_PASSAGE PROVIDED_
• • • •

Posted by: Diva | October 21, 2008 at 06:44 PM
In my experience, "handling" charges are much higher....
Posted by: Jazzzz | October 21, 2008 at 06:45 PM
Jazzzz, that might be a good thing to point out on the previous thread, too.
Posted by: Diva | October 21, 2008 at 06:48 PM
of course, this would be much funnier had I posted it on the correct link
Posted by: Jazzzz | October 21, 2008 at 06:48 PM
*psychic simul with Jazzzz!* ===~~ Nice way to run into you after such a LTNS!!
Posted by: Diva | October 21, 2008 at 06:49 PM
I work with someone named Princess.
Now, when the dead goldfish starts receiving credit card offers, that's when you have to worry!
Posted by: kristie | October 21, 2008 at 06:51 PM
I've been charged for groping, but never handling...
Posted by: jon | October 21, 2008 at 07:01 PM
Princess' vote is welcome in Florida.
Posted by: CJrun | October 21, 2008 at 07:03 PM
It's obvious, people - Princess was murdered by a Repooplican.
Posted by: Annie Where-but-here | October 21, 2008 at 07:08 PM
Princess Nudelman WBAGNF just about anything.
Obviously a JAP, though a dead one.

• • • •

_MATERIAL PROVIDED_

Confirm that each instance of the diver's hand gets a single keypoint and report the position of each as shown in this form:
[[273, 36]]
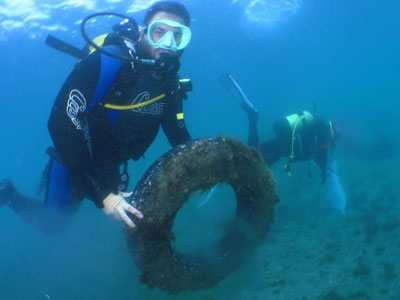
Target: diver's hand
[[116, 207]]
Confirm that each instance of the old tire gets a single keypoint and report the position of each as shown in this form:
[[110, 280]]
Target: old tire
[[170, 182]]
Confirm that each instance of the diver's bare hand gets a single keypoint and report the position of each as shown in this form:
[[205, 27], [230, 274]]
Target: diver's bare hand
[[116, 207]]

• • • •

_GOALS_
**a)** In the comment thread, which state is said to welcome Princess' vote?
**b)** Which names appear after "Posted by:" in the comment thread? List each one once.
Answer using only the comment thread, not the material.

_EXERCISE SOLUTIONS_
**a)** Florida.

**b)** Diva, Jazzzz, kristie, jon, CJrun, Annie Where-but-here